**Written request**
Please copy word for word the lines below, from the line holding "of the black" through the line holding "pixel 491 143", inclusive.

**Entries shown**
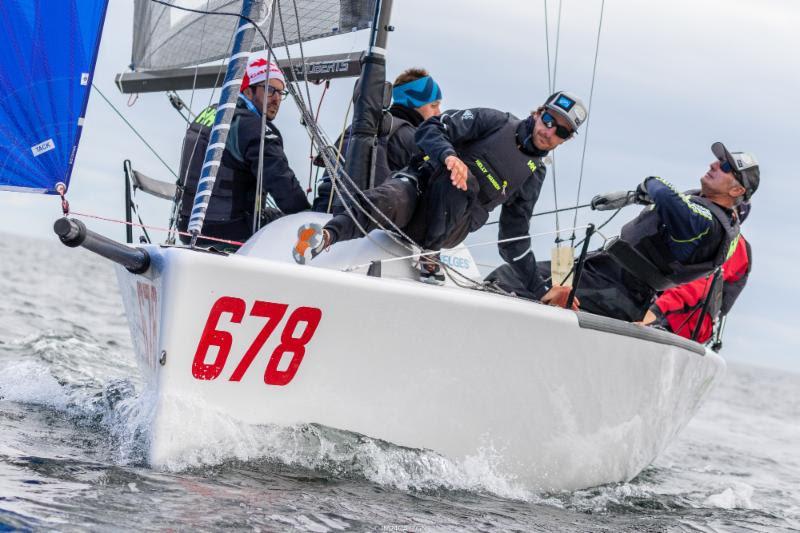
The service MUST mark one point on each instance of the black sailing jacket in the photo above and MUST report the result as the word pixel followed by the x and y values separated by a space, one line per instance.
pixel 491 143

---

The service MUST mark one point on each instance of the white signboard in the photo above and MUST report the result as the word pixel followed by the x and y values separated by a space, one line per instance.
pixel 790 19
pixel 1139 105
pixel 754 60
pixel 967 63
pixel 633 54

---

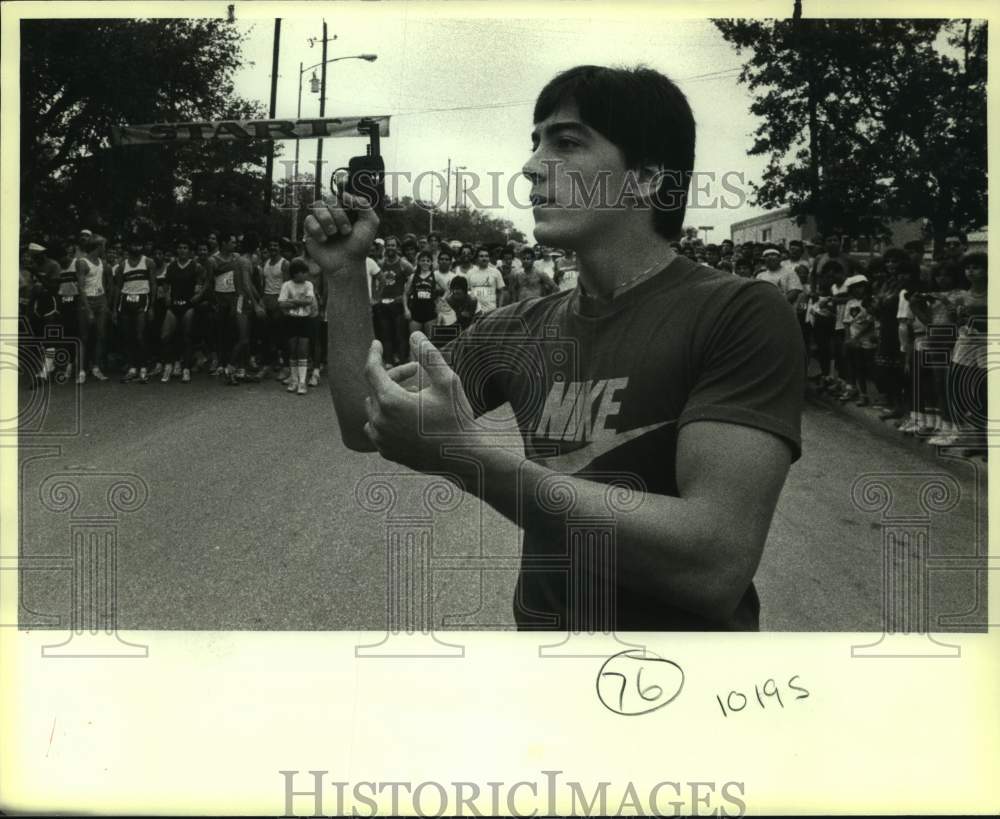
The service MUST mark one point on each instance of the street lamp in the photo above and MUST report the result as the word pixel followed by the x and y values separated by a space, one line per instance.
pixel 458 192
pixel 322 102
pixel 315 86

**Response to this task**
The service MUST mark one point on each instance of the black sailing jacket in the photo above and MUST report the result as the word pixel followed by the x and y values separated by a space, one line per instance.
pixel 491 143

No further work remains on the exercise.